Dataset entries

********

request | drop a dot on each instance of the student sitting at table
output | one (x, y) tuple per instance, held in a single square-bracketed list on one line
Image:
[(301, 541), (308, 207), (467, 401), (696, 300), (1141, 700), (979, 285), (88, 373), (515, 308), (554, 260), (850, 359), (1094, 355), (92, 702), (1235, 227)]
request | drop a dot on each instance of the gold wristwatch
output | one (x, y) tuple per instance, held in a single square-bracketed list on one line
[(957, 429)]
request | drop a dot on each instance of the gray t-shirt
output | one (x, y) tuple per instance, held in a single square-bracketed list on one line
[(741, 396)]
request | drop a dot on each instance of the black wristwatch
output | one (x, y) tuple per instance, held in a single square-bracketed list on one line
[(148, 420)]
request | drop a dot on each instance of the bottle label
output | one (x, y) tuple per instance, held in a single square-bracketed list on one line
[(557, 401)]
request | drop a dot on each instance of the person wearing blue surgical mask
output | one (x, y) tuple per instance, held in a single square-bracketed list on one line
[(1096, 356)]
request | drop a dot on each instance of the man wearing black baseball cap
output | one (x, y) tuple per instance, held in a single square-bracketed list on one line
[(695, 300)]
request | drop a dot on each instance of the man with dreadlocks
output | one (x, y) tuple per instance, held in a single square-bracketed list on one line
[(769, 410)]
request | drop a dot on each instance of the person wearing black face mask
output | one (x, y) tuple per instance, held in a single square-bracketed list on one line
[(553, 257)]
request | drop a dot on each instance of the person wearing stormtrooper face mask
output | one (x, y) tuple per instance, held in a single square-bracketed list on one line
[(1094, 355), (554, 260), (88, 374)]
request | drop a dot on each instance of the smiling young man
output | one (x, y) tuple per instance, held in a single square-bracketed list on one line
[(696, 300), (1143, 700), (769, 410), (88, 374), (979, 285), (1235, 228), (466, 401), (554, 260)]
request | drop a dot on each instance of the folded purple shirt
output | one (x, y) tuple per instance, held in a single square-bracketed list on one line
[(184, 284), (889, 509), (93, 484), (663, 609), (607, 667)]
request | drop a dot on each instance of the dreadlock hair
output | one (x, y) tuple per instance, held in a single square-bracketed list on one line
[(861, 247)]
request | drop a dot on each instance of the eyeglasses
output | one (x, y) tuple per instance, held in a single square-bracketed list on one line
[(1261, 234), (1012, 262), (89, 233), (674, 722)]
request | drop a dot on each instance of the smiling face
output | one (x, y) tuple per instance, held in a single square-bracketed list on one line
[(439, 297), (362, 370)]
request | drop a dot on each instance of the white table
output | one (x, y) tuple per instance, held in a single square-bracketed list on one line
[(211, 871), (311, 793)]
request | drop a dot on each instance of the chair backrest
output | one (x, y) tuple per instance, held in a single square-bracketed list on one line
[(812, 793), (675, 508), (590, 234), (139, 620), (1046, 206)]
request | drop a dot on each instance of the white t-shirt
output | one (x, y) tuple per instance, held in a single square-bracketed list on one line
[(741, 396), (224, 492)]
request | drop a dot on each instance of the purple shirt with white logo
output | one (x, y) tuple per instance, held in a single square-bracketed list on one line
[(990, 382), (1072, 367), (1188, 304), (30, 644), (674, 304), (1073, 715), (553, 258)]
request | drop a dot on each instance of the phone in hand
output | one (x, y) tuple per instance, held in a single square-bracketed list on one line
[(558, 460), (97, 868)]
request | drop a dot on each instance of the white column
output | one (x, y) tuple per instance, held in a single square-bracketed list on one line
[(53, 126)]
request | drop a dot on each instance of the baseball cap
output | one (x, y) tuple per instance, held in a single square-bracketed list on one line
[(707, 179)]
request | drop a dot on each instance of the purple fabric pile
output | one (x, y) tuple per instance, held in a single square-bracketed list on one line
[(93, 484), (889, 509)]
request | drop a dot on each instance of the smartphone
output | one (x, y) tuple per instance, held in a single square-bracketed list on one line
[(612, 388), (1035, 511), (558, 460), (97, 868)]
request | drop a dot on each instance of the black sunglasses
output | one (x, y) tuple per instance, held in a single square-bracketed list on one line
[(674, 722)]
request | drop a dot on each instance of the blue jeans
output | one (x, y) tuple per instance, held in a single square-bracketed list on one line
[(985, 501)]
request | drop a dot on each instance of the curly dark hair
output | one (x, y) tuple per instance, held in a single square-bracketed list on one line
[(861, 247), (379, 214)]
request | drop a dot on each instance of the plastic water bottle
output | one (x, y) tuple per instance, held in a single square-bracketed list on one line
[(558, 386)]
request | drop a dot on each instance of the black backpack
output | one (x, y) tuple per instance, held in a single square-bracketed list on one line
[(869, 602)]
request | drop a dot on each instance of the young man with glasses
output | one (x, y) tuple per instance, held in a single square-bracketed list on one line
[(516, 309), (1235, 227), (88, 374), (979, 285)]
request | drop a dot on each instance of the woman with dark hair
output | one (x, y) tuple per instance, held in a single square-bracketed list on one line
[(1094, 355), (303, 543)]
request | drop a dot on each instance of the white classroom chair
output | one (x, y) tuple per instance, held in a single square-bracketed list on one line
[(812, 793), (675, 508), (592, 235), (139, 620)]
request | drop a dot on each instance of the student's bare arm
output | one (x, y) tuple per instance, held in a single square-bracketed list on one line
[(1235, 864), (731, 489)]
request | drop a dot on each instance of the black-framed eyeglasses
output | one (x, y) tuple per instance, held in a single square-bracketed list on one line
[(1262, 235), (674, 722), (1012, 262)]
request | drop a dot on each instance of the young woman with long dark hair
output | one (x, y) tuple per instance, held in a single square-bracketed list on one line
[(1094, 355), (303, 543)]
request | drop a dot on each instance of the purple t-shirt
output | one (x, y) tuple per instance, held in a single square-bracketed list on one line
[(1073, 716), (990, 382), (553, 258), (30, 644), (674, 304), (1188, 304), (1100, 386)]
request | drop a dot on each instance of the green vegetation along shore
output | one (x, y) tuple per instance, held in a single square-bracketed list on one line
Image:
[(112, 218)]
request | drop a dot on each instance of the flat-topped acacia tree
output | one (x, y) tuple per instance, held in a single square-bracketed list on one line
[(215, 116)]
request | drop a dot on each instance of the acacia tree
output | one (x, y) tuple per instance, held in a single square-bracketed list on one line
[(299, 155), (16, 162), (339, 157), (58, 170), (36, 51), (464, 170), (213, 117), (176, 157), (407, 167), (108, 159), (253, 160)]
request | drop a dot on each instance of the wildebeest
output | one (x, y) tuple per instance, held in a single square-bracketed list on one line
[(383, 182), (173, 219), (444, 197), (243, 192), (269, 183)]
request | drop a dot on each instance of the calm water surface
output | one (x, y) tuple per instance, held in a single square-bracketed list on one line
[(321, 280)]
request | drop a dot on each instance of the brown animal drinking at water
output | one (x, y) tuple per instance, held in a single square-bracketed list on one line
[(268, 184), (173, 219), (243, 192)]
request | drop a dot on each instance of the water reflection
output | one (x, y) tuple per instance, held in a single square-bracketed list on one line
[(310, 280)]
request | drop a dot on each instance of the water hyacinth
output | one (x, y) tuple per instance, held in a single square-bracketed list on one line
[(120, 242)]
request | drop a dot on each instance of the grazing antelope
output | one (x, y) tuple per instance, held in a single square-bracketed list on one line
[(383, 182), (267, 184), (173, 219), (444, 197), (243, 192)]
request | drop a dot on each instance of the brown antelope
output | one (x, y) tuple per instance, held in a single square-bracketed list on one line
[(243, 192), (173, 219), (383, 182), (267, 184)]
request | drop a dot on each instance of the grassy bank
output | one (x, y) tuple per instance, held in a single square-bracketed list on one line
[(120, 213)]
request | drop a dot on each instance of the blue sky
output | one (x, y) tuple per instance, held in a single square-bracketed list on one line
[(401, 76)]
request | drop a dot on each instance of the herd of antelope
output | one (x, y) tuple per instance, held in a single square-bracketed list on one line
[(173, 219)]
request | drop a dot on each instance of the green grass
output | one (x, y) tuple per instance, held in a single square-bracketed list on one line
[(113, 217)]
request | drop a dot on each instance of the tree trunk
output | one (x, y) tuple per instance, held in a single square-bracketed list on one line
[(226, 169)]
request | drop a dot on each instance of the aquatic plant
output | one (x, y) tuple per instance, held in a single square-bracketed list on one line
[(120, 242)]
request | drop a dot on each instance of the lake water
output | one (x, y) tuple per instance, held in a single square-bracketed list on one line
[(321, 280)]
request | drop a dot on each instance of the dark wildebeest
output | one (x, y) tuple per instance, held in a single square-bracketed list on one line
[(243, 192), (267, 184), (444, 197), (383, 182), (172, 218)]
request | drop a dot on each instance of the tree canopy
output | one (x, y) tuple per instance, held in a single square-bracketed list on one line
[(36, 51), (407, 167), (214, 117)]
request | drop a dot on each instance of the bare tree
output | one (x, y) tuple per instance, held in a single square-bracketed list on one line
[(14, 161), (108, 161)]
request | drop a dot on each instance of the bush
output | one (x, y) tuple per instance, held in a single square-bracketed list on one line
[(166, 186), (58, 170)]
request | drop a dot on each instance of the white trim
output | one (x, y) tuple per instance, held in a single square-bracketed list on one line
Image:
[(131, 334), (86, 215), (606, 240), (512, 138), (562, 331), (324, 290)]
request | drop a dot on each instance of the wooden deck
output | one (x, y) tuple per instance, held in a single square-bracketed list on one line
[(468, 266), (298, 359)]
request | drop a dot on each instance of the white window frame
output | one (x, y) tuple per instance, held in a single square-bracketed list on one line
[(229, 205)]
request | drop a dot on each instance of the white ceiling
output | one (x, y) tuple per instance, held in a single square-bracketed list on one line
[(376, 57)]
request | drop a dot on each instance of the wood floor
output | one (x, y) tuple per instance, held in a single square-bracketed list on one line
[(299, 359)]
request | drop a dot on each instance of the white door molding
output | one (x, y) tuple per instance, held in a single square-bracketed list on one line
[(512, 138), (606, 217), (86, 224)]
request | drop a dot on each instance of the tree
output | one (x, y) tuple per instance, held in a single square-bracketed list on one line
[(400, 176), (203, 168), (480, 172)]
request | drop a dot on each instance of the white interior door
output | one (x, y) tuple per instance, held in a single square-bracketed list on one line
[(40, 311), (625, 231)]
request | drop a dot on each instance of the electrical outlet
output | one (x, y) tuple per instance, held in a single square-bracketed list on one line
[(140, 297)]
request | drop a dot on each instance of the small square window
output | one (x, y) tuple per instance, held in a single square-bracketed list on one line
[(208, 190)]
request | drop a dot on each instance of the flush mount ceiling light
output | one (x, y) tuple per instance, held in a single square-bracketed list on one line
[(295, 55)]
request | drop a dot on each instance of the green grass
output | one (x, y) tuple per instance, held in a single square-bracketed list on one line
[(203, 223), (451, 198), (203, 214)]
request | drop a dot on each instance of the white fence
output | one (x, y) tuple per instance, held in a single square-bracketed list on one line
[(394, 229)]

********

• [ACTIVITY]
Read through the data and copy every line where "purple" shows up.

• [RESPONSE]
request | drop a dot on each instance of the folded purple shirt
request | drop a dot on each instance of the purple shirt with white logo
request | drop a dot on each instance of the purple fabric pile
request | drop a dot on each instance of the purple t-shirt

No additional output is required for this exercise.